══ SUPPLIED MATERIAL
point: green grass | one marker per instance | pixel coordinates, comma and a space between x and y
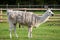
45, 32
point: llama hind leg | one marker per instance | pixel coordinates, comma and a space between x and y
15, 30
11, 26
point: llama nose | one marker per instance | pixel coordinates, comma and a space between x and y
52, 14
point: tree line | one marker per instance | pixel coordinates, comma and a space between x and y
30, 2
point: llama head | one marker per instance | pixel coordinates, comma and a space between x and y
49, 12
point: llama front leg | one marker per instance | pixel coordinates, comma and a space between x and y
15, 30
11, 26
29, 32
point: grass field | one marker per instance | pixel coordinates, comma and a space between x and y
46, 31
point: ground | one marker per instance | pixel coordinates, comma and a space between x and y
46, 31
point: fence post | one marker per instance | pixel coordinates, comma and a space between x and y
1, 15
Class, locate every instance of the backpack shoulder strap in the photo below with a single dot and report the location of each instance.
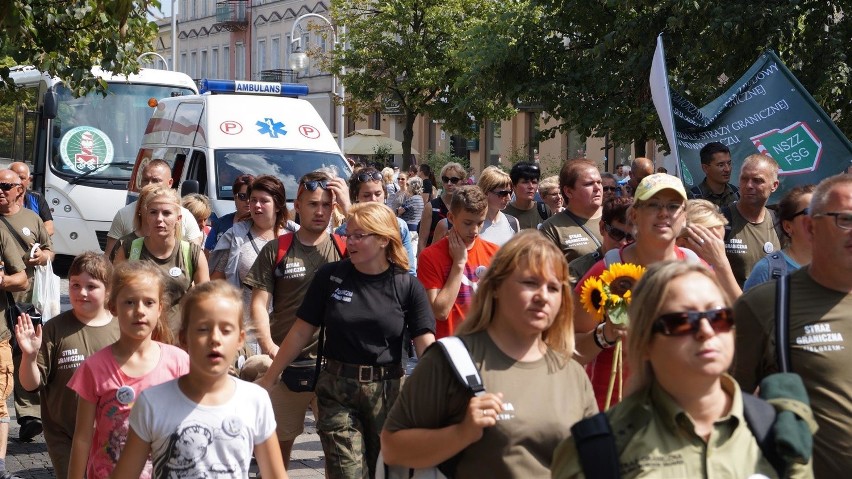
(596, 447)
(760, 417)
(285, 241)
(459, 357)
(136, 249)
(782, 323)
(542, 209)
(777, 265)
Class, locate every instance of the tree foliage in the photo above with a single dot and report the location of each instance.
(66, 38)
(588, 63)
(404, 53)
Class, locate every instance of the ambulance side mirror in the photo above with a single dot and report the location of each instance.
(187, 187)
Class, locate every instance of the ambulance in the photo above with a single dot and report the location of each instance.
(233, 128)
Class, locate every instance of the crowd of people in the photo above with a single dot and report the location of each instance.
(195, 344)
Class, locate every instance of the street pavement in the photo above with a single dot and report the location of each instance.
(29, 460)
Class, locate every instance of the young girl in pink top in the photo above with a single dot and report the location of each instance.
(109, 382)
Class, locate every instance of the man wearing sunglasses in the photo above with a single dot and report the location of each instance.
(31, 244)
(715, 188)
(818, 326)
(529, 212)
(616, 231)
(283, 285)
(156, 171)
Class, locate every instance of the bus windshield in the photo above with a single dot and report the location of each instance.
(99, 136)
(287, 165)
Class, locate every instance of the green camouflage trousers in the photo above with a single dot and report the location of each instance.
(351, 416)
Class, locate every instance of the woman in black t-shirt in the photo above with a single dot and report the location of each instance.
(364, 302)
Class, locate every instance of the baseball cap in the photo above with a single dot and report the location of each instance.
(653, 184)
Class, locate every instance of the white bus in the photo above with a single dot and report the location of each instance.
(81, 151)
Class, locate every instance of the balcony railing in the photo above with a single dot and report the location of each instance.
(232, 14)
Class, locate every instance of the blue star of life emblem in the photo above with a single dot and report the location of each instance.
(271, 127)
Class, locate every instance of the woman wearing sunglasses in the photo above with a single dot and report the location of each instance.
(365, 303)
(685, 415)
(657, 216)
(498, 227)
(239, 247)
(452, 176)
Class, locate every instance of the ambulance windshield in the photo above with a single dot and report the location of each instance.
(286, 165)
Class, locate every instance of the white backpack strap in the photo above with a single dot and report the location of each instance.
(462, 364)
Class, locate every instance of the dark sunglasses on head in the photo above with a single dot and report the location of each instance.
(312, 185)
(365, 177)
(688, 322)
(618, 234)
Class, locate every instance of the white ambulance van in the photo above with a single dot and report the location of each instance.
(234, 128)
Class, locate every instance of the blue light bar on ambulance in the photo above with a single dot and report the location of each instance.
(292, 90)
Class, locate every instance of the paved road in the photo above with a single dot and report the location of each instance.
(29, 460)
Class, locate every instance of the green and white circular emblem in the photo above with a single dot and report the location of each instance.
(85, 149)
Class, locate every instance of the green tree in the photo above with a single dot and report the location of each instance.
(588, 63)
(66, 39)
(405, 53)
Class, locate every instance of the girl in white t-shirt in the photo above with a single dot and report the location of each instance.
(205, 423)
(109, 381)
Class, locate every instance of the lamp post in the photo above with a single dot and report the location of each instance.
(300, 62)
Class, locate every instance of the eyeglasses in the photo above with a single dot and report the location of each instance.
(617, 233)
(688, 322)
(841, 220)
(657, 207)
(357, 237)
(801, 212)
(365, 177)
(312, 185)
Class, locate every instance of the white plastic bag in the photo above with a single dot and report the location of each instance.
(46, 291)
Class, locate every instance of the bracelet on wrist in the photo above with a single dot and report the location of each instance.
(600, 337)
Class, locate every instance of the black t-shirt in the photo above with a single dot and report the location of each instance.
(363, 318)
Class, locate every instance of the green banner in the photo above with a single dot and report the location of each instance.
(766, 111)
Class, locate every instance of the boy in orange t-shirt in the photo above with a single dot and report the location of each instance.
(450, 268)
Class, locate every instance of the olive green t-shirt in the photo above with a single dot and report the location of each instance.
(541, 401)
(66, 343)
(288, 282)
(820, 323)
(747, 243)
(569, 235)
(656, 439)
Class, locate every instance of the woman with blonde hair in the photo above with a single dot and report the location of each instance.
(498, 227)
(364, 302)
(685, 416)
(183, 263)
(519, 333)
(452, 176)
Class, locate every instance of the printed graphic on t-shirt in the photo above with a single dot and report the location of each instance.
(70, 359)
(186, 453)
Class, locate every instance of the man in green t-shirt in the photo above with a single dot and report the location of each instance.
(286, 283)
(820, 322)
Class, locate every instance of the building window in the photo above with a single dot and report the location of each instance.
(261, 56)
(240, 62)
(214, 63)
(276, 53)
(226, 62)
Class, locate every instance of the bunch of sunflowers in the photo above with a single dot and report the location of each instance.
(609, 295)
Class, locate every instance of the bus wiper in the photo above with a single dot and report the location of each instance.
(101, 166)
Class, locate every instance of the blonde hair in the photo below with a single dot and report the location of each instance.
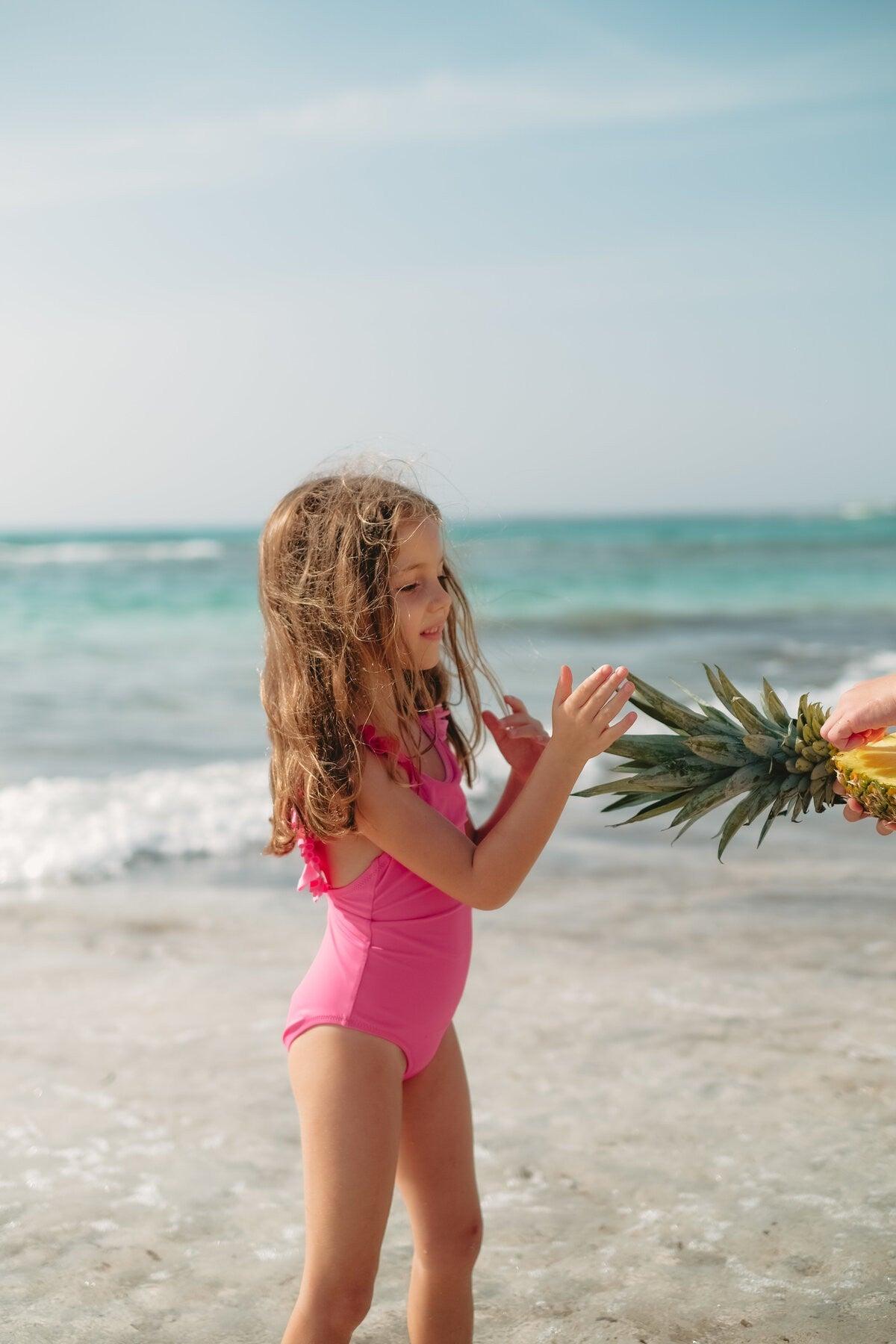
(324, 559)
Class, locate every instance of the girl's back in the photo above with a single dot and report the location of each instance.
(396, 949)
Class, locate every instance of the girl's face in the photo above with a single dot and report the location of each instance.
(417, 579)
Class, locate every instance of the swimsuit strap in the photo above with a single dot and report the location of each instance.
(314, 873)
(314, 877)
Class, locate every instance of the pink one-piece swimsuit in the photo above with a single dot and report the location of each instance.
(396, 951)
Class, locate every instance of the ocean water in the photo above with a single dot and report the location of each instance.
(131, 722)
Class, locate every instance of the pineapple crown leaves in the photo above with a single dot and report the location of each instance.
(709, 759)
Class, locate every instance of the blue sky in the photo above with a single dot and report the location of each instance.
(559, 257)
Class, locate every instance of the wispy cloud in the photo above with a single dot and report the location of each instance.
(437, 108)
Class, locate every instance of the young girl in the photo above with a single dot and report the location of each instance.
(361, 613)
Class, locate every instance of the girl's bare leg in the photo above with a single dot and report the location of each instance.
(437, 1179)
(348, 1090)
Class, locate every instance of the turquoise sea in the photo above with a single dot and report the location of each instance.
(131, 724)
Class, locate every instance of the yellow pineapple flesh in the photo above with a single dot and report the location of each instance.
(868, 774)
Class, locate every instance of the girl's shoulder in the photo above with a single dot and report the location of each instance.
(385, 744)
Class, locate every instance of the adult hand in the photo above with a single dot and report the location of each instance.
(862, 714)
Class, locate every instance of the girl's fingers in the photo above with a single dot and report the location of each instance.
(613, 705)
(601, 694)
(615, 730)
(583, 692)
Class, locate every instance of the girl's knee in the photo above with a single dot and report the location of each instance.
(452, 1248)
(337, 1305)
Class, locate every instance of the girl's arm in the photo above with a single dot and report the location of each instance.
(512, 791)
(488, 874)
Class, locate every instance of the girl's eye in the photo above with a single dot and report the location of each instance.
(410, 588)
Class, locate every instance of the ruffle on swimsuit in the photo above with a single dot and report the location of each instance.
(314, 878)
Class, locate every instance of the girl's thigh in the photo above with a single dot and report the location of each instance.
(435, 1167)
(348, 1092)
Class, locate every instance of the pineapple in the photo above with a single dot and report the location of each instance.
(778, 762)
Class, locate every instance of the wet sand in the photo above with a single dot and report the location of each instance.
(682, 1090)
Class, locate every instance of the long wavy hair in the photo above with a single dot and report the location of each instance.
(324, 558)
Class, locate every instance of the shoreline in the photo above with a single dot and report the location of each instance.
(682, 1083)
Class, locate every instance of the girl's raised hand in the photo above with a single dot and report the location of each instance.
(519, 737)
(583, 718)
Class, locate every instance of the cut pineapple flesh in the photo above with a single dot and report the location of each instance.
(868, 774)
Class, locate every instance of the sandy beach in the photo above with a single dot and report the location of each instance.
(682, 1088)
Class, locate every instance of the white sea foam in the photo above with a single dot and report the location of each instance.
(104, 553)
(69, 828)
════
_PROBLEM DETAILS:_
From the line containing "Class, locate every instance of the sandy" down to the last line of the records, transcribe every line exactly and add nothing else.

_SOLUTION BELOW:_
Class, locate every instance of the sandy beach in the photo above with a single dot and report the location of each instance.
(682, 1088)
Class, locate every instance of the white sea foam in the photo above with a single dot and report the location of each instance.
(104, 553)
(69, 828)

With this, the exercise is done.